▶ [PROBLEM DETAILS]:
Extract exactly and only the lines of the data below, starting at the line with "striped jersey in this photo, one per instance." and stopping after the final line.

▶ [DATA PROVIDED]:
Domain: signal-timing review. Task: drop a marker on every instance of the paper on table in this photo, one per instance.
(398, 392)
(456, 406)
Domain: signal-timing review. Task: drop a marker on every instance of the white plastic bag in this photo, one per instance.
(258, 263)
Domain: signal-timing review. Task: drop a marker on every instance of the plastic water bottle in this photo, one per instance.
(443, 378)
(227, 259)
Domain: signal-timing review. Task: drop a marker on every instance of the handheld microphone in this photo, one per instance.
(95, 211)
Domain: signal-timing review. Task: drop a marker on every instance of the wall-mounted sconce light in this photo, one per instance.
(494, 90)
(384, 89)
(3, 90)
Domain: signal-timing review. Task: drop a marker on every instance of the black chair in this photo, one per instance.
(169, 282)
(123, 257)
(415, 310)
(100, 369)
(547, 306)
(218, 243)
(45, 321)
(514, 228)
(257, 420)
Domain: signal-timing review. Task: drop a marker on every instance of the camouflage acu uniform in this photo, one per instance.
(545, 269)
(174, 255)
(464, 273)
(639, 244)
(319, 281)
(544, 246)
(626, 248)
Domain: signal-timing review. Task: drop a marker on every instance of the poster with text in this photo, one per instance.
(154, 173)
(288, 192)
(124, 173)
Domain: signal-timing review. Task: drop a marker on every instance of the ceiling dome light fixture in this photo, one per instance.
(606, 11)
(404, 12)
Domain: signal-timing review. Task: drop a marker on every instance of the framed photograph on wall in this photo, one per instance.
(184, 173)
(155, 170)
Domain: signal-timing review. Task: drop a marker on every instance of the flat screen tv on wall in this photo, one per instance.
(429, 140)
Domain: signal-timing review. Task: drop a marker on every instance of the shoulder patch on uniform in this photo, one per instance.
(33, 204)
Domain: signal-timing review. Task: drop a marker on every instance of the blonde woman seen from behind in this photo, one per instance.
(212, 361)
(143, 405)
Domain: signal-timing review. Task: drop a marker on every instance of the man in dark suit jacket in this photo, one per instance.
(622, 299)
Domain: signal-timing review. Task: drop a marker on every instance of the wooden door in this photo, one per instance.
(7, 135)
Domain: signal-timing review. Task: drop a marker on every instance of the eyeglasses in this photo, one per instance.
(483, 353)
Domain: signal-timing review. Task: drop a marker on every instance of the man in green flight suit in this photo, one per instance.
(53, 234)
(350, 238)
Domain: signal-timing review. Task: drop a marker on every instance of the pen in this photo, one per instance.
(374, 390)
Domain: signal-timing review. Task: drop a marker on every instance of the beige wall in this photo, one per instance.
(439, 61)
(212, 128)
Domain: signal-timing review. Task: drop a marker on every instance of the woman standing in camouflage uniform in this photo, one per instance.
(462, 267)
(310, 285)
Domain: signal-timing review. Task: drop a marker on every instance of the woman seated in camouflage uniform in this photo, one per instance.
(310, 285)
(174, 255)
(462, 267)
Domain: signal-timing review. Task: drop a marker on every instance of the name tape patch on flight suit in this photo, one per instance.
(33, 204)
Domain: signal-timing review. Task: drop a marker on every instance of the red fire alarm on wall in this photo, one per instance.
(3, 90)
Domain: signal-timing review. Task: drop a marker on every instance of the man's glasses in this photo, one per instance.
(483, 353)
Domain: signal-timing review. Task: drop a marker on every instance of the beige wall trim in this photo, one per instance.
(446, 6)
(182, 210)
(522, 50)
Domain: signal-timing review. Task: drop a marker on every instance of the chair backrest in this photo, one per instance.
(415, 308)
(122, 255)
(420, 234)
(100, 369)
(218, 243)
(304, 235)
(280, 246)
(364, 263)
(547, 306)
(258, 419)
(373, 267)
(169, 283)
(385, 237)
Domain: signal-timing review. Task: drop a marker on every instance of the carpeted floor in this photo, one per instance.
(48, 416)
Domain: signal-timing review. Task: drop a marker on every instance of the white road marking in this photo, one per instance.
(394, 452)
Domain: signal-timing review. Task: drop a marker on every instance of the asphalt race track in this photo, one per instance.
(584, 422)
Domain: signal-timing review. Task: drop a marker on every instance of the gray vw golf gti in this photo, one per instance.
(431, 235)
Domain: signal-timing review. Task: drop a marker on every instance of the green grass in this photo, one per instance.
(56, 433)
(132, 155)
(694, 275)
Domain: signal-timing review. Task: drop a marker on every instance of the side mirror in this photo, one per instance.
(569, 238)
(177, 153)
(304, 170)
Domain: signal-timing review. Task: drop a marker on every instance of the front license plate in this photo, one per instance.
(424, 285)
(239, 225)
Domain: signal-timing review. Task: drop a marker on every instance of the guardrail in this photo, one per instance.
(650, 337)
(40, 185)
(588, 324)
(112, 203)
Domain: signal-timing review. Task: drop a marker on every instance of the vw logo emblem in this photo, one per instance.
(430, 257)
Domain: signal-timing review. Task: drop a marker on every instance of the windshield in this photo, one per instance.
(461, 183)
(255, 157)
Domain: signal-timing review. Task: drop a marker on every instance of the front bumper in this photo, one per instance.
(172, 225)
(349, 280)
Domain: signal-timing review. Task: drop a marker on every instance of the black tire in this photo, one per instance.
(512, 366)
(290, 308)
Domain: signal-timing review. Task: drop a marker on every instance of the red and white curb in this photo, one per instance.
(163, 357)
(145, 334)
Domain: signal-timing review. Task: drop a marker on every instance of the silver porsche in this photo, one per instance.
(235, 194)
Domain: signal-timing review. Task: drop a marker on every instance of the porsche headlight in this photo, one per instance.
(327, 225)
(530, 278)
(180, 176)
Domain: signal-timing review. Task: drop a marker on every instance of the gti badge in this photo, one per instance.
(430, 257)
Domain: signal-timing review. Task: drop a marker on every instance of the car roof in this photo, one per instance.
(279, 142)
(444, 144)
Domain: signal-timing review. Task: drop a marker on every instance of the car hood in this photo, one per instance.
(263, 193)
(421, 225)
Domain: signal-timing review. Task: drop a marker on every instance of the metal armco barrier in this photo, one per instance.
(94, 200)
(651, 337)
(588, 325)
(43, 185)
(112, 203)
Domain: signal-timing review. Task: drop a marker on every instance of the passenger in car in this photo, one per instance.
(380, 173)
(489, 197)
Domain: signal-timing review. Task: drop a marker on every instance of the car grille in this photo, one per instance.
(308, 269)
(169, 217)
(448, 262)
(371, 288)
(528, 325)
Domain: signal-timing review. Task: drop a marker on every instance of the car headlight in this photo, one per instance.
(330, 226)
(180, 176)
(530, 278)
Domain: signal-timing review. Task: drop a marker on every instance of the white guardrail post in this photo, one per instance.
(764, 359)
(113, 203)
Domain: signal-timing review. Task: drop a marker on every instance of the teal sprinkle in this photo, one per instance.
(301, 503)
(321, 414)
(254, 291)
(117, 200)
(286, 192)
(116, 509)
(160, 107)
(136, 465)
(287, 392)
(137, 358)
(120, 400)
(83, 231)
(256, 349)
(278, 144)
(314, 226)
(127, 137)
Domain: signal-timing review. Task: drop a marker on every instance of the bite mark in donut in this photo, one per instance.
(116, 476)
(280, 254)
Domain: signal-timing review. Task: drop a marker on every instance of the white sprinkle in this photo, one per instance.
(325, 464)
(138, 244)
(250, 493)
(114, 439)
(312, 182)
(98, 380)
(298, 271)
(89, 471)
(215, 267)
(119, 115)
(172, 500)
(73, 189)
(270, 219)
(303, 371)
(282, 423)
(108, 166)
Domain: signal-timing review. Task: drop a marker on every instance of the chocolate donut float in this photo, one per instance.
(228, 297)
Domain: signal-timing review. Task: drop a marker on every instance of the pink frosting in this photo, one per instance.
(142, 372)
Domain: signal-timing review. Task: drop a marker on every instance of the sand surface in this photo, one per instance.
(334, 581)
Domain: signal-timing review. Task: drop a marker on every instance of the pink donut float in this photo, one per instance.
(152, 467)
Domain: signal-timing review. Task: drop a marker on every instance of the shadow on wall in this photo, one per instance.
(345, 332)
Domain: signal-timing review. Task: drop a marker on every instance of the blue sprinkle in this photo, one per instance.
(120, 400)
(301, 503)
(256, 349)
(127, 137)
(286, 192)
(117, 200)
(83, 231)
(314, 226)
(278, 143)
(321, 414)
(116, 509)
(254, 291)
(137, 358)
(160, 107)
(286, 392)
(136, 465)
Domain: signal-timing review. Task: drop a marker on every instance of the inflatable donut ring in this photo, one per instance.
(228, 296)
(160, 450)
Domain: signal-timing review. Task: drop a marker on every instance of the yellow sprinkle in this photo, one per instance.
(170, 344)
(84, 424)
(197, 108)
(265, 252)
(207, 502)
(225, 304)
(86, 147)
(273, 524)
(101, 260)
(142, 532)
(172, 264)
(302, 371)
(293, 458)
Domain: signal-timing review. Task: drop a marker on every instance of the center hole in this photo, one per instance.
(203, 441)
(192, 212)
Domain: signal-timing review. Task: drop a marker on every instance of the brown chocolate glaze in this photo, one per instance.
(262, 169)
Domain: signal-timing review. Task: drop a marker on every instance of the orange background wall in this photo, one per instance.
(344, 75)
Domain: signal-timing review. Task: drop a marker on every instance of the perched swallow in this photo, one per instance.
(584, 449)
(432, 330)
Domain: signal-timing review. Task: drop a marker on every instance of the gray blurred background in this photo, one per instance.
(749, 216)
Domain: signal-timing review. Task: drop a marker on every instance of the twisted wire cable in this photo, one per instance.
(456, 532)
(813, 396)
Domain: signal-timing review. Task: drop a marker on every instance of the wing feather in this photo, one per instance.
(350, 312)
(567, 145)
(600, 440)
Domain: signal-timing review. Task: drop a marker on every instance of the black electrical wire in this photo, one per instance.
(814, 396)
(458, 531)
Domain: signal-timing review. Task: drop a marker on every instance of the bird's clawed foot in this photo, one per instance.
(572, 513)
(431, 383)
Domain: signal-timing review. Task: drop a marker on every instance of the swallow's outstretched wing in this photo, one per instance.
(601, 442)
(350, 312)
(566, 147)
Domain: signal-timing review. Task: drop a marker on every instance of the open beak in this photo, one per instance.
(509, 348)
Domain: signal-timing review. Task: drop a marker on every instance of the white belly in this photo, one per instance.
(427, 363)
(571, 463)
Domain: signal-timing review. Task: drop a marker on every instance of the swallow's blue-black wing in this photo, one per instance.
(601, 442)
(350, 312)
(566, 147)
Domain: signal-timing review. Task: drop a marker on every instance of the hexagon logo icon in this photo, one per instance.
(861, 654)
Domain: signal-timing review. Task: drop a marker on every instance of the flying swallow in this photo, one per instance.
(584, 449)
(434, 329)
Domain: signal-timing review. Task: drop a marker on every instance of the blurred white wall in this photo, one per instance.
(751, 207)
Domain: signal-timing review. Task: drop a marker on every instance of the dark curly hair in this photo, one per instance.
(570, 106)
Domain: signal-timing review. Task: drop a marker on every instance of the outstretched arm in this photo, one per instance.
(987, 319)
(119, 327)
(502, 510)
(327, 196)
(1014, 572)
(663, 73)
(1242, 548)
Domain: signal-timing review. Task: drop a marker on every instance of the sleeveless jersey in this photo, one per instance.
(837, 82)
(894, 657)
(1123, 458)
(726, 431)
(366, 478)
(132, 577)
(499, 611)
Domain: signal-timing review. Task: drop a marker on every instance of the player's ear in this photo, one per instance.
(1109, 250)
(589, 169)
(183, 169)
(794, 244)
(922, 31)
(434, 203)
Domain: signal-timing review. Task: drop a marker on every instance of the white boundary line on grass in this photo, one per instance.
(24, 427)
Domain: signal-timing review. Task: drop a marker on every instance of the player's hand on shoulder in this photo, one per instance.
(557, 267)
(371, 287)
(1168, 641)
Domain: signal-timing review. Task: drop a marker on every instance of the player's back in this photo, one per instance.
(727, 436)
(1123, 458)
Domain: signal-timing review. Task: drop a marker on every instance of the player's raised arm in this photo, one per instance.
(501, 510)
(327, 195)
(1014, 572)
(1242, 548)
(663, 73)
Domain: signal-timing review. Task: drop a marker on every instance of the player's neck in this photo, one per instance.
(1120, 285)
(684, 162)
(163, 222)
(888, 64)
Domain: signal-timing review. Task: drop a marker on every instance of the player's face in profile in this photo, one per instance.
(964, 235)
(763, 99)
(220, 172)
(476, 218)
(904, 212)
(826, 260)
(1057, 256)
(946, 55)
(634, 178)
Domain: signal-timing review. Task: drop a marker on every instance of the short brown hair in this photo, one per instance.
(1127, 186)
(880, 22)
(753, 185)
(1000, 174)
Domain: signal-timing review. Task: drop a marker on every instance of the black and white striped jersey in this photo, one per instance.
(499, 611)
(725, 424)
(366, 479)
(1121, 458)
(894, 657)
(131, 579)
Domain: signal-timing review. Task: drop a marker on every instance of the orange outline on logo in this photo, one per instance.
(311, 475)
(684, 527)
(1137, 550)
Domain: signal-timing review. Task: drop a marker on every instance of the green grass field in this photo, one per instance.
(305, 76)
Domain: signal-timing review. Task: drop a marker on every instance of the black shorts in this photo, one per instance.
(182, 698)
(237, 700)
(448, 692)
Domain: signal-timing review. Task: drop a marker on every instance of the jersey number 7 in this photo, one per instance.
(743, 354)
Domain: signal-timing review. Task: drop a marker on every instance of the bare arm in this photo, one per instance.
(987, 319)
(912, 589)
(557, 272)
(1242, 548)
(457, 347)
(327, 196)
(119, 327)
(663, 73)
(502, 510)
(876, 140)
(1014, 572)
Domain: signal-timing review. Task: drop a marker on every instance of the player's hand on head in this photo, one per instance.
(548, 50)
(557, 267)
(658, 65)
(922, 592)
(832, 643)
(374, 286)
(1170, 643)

▶ [SOLUTION FOR THIS PROBLEM]:
Domain: signal-timing review. Task: drop a marker on every instance of the black and white striped jersey in this photo, one per instance.
(499, 611)
(725, 424)
(366, 479)
(1121, 458)
(894, 657)
(131, 579)
Domain: signal-timing review. Task: drop a marker on every instance of the orange outline on logo in this photo, one per instance.
(311, 475)
(684, 527)
(1137, 550)
Domain: signal-timing review. Task: drop a marker on every instance of the green grass field in this photo, one per instance.
(305, 76)
Domain: signal-timing review. Task: drop a marker on every instance of the black shorts in this photo, one per instance.
(182, 698)
(237, 700)
(448, 692)
Domain: signal-timing review. Task: drop a marker on every instance of the jersey number 7 in this photo, one per instance.
(743, 354)
Domain: signal-timing review. Task: drop a marker on every instance of the bare arm in this photo, one per instance.
(987, 319)
(912, 589)
(557, 272)
(1242, 548)
(457, 347)
(327, 196)
(119, 327)
(663, 73)
(502, 510)
(876, 140)
(1014, 572)
Domain: signal-timing review. Task: drop a marker on every instance of the player's hand on head in this photo, one per instance.
(548, 50)
(557, 267)
(658, 65)
(922, 592)
(832, 643)
(374, 286)
(1170, 643)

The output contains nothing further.